GOAL — Give exactly the lines from the one with "wheel as a single point per instance." through the final line of the listing below, both included, leaving out any pictures.

DATASET EXTRACT —
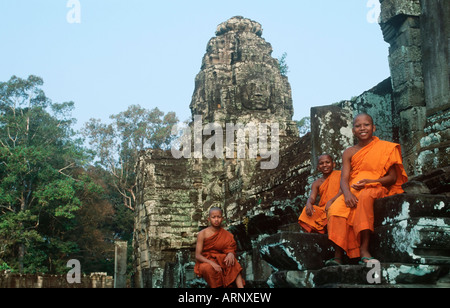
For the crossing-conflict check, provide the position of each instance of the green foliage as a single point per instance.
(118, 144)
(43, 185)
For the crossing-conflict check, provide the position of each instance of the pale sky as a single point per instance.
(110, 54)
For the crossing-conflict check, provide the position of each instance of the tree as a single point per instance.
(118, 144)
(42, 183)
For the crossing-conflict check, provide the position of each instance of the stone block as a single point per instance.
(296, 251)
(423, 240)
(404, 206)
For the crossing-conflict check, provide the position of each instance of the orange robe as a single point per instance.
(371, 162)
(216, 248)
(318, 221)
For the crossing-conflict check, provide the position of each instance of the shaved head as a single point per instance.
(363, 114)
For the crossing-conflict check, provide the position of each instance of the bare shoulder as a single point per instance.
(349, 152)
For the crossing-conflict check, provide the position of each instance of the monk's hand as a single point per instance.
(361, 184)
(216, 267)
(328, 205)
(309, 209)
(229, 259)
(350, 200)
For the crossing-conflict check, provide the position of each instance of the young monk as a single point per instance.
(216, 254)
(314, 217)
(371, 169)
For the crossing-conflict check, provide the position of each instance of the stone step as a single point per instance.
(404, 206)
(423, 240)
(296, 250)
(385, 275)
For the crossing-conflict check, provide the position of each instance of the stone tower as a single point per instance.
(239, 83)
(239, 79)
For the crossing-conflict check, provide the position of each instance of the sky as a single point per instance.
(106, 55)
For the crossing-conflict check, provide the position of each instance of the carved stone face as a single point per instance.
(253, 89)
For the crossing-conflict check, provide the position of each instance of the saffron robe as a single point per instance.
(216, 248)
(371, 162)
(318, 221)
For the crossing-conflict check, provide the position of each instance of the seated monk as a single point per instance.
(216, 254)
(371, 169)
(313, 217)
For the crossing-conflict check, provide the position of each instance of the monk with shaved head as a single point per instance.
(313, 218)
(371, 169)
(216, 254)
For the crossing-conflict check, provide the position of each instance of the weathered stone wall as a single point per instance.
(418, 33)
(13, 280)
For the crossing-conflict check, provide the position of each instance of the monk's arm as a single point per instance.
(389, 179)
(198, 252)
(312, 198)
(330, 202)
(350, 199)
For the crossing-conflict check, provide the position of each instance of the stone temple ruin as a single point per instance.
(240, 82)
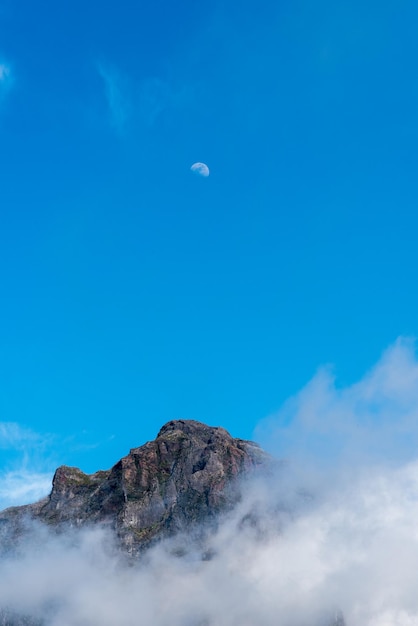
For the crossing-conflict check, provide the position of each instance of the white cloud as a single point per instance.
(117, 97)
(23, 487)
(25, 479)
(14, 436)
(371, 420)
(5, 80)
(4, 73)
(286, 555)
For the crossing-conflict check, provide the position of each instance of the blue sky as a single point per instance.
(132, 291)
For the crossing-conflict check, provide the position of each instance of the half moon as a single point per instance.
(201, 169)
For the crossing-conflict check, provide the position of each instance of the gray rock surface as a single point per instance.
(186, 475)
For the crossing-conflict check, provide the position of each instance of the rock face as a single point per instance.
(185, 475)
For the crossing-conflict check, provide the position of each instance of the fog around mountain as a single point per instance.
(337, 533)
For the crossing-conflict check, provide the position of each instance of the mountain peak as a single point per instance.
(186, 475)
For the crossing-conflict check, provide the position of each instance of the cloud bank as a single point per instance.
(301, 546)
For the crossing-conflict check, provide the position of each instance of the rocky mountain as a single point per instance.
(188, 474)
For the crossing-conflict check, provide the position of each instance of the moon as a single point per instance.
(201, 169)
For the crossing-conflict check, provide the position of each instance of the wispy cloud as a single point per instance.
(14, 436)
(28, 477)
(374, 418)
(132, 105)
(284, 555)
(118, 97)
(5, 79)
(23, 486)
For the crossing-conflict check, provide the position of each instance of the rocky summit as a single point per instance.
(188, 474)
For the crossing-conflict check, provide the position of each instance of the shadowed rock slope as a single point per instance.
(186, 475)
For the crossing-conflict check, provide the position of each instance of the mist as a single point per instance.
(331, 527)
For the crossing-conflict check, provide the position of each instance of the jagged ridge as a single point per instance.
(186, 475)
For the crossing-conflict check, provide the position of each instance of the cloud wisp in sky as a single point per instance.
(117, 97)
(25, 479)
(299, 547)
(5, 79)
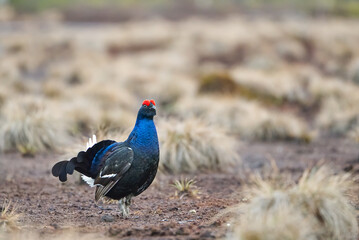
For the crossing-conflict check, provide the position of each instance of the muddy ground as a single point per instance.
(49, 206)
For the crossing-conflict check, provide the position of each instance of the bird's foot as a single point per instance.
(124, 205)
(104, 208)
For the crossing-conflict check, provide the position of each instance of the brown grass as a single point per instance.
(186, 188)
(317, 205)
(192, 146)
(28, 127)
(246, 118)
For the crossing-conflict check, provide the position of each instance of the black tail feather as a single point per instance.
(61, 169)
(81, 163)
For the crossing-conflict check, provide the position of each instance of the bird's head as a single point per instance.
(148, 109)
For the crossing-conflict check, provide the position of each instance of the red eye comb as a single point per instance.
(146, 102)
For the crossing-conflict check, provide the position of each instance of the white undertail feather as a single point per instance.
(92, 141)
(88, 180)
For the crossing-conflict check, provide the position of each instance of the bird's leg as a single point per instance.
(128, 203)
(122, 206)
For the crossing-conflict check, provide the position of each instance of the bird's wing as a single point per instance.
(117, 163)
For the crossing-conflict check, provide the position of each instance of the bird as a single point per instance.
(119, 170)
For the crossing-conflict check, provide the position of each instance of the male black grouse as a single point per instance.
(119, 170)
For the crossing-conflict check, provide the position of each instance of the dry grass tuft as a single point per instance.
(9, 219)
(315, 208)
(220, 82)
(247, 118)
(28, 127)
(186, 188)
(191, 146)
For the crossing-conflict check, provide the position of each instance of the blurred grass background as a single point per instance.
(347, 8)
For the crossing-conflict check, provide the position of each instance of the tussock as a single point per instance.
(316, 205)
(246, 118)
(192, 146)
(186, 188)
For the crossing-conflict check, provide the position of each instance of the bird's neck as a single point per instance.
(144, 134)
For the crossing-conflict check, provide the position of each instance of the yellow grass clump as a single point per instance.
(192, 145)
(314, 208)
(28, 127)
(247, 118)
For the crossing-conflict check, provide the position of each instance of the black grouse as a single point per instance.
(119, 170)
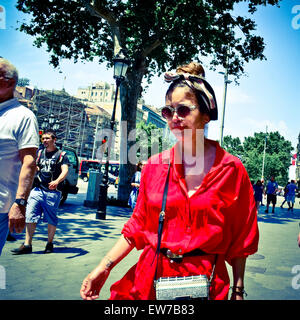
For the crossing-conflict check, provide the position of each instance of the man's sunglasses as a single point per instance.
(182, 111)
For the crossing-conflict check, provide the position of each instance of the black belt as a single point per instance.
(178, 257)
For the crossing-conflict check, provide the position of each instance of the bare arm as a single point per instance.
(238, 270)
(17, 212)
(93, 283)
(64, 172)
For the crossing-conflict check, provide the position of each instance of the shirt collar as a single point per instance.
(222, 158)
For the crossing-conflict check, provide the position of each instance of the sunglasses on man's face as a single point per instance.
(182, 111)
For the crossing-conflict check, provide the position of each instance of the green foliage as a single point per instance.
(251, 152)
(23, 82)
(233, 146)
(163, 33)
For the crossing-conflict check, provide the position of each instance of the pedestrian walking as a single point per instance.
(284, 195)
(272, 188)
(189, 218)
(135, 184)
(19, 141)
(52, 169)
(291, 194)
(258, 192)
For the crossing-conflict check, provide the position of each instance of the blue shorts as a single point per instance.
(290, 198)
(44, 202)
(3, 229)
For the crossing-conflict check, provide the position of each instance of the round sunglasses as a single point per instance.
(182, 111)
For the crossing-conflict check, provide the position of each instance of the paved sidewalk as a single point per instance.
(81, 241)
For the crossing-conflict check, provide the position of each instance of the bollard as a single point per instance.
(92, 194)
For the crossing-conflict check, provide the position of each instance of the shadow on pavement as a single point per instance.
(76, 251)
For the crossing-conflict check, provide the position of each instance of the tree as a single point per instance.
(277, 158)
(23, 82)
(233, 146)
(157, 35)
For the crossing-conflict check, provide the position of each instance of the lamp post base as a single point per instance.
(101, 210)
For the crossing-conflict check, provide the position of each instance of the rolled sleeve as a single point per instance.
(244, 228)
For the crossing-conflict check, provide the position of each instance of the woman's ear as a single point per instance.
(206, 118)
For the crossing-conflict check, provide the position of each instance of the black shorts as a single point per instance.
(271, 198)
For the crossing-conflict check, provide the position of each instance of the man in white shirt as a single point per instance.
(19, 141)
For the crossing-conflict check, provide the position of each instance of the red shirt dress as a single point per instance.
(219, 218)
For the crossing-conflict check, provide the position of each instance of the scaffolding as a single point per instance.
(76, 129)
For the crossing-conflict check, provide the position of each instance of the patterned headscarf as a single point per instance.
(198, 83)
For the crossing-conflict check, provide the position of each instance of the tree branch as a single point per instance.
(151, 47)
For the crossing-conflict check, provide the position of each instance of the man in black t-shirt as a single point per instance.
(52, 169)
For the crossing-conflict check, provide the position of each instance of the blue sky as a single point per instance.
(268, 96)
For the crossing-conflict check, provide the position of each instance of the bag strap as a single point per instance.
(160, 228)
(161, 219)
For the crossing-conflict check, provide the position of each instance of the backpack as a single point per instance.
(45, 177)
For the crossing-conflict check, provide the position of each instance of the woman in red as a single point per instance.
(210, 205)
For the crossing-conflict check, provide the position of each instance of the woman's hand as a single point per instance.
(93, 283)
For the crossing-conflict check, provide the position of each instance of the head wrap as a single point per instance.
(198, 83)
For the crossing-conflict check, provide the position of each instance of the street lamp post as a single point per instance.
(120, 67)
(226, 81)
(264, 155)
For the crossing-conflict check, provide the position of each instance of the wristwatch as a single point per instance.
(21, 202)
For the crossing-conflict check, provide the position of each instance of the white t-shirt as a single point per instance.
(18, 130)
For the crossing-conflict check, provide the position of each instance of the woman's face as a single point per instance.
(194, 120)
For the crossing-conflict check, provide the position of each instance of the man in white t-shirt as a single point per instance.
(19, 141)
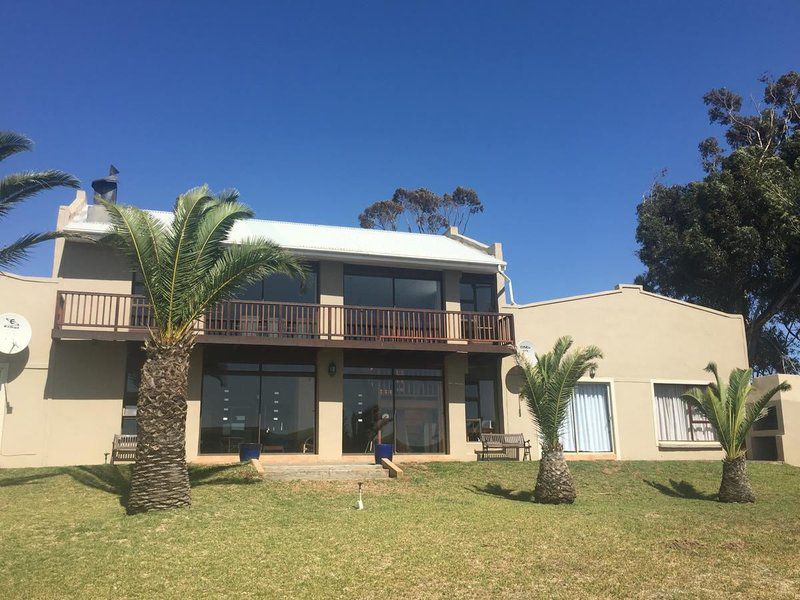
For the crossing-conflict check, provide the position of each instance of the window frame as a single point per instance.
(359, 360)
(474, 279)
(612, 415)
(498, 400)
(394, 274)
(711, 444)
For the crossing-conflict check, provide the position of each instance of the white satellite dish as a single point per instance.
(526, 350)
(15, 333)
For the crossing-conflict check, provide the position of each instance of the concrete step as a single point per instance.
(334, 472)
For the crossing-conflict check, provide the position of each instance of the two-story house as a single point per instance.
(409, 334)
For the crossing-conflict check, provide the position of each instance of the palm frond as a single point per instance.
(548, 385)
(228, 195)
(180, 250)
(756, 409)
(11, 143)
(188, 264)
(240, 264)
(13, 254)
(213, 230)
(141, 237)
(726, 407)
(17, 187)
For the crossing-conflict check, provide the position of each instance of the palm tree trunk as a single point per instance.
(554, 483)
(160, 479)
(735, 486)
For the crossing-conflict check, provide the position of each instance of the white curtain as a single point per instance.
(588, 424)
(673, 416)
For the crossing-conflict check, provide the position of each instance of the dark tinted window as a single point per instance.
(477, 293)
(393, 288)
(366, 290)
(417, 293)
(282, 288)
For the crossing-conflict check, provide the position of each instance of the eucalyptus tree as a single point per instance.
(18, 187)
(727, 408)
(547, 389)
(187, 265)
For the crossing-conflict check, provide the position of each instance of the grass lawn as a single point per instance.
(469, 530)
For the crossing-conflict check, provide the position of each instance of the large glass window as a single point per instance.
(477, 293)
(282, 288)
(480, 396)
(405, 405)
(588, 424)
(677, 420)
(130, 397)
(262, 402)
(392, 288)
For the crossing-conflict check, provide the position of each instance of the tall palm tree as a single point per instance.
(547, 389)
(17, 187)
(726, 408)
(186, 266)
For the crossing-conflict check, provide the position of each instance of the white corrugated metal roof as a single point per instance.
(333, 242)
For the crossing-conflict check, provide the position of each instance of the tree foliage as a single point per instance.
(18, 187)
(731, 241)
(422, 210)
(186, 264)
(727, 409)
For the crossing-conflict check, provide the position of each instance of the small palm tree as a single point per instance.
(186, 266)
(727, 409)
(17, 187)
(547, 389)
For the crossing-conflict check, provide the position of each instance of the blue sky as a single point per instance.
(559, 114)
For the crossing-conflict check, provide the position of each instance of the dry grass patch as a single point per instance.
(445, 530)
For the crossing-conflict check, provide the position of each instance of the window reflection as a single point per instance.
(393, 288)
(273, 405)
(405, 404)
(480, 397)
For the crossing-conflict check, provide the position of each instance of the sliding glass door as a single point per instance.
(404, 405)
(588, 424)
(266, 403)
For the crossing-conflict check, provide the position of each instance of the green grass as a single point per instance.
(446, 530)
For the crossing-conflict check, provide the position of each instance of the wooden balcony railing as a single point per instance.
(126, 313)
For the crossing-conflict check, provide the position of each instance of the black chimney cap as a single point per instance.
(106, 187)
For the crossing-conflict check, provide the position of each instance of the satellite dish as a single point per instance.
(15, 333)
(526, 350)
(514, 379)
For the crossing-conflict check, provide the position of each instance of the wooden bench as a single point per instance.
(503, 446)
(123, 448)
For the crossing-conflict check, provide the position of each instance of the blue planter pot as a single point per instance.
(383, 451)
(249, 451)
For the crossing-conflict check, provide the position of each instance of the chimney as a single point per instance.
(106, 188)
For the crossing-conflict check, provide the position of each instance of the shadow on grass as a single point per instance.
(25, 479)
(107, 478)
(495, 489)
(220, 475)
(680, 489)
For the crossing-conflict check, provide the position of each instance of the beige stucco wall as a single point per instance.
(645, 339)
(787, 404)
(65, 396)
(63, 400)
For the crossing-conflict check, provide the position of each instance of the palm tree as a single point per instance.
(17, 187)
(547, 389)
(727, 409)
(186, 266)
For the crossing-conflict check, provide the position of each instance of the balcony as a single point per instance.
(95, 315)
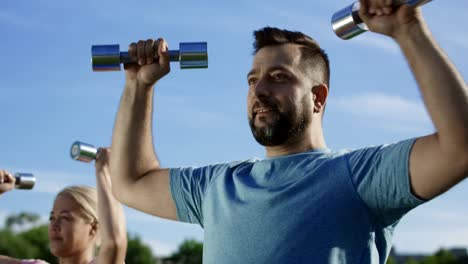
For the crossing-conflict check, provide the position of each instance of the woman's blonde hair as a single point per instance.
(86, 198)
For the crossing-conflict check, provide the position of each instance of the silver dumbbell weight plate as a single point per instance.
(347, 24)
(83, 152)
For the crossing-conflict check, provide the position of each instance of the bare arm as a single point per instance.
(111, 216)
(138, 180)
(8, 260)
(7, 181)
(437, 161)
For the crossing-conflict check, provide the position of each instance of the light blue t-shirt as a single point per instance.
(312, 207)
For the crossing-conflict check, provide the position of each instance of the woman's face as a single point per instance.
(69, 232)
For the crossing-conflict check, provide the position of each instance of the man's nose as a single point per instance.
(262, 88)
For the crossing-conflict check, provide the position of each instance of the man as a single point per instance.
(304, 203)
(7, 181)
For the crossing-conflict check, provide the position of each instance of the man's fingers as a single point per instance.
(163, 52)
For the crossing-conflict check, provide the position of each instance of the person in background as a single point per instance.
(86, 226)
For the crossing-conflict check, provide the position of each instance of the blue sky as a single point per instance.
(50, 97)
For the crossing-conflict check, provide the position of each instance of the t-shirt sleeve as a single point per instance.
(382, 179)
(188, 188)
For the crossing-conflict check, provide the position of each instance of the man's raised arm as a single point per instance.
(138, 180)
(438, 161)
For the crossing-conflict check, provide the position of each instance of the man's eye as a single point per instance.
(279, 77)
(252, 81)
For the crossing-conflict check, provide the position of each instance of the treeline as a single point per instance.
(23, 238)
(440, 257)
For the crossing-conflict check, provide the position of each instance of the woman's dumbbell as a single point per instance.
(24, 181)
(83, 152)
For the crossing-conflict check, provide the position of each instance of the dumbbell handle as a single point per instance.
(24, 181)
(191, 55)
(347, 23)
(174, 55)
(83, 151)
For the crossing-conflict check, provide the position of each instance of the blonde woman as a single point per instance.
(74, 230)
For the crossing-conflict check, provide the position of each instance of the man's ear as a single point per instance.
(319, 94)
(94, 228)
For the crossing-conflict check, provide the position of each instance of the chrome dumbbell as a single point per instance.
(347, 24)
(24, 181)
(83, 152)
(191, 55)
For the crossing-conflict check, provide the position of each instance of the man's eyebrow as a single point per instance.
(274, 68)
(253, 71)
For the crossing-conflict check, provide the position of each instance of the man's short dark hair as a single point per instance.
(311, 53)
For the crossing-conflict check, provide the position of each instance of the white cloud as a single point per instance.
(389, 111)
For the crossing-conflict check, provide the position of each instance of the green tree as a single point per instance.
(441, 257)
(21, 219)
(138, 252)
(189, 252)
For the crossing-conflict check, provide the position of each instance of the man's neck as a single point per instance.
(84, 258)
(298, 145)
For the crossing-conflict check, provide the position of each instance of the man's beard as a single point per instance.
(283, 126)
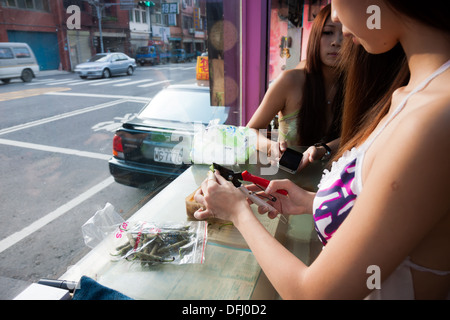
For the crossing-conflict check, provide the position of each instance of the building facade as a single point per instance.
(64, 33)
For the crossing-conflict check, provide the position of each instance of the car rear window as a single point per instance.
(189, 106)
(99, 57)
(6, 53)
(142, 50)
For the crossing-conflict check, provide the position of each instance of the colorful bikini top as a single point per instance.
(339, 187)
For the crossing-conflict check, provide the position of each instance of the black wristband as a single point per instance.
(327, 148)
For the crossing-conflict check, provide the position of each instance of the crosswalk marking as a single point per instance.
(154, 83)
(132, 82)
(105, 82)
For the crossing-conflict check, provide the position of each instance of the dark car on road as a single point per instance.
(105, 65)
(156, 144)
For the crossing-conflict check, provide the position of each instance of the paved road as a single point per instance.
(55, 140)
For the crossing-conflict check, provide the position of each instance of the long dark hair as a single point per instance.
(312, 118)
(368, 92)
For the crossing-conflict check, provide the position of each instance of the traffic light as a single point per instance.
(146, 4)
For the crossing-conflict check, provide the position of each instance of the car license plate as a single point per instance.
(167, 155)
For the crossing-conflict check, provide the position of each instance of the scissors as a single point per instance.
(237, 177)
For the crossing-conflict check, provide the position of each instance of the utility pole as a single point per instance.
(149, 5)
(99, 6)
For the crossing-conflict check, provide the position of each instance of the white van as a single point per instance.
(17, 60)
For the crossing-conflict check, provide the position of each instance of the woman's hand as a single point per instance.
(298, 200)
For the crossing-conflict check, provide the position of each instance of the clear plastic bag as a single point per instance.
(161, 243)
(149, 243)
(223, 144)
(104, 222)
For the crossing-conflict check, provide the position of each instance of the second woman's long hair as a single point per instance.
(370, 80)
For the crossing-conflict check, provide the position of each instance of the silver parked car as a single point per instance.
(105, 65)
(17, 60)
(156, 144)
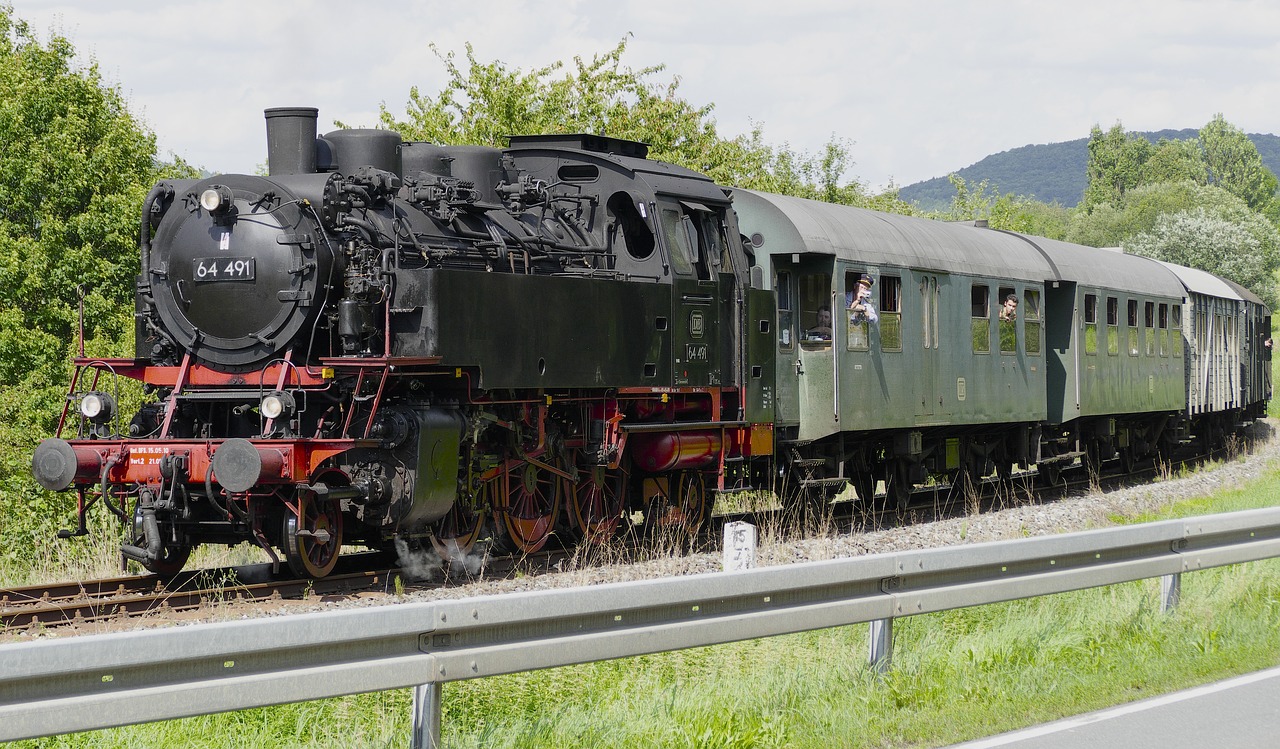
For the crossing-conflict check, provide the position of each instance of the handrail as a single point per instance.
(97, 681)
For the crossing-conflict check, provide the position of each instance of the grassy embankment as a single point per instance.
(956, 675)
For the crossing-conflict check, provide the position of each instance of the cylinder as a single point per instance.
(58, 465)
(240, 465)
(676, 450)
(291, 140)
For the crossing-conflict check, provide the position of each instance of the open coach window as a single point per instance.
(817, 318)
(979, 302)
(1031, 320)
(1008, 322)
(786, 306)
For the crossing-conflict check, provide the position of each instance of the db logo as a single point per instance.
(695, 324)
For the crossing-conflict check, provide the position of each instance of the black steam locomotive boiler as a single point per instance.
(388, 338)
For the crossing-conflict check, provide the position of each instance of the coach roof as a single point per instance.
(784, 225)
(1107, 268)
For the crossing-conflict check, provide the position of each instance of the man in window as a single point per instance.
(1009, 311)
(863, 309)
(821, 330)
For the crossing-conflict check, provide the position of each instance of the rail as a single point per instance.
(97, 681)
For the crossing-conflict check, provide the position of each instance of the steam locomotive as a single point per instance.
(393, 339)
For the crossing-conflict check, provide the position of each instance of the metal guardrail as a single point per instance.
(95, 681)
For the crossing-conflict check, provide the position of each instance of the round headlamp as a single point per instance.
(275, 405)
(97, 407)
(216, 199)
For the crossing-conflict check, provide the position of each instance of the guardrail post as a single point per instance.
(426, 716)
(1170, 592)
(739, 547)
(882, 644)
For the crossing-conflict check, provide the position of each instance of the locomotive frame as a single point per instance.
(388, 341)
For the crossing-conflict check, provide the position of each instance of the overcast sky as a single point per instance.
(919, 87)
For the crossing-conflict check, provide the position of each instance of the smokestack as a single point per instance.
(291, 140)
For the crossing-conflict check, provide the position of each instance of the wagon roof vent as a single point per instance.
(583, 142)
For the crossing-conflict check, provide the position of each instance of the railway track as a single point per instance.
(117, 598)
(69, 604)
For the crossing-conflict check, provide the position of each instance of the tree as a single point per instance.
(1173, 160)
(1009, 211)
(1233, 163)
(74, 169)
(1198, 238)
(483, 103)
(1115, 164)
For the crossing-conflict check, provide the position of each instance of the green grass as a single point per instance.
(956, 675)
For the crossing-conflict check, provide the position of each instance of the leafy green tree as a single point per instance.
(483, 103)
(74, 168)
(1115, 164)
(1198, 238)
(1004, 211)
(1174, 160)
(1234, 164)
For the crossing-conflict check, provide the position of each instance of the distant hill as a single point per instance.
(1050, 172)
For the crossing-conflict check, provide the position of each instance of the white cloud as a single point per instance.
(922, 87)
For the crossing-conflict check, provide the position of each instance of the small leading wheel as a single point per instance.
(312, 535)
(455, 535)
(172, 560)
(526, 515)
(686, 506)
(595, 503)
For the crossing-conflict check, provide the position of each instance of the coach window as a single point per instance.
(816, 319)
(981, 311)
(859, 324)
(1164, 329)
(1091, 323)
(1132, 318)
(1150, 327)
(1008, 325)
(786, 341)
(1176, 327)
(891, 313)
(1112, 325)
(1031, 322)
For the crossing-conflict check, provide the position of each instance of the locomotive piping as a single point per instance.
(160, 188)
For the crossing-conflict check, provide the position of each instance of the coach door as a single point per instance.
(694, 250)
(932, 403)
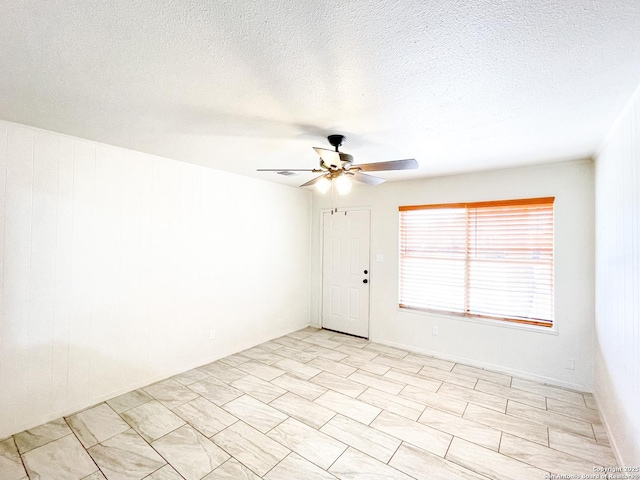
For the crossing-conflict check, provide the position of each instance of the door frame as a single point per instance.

CORRECT OUTPUT —
For the crossing-conflict check, provide the position of each instance of the small leading wheel as a single point per instance.
(312, 535)
(455, 535)
(172, 560)
(526, 515)
(686, 506)
(595, 503)
For the crossing-conflict check, provide the position of each instance of the coach window as a single point per instance.
(816, 319)
(981, 311)
(859, 324)
(1164, 329)
(1091, 323)
(1132, 318)
(1150, 327)
(1008, 325)
(786, 341)
(1176, 327)
(891, 313)
(1112, 325)
(1031, 322)
For the crossing-conflict check, provide the position of each instance of the locomotive piping as a single point per instance.
(160, 188)
For the crossing-conflict check, provide the position of each instance of the coach door as a single point per instance.
(694, 250)
(932, 403)
For the crossing-conflict check, provide the position of each instance of the door frame as a single point per instance.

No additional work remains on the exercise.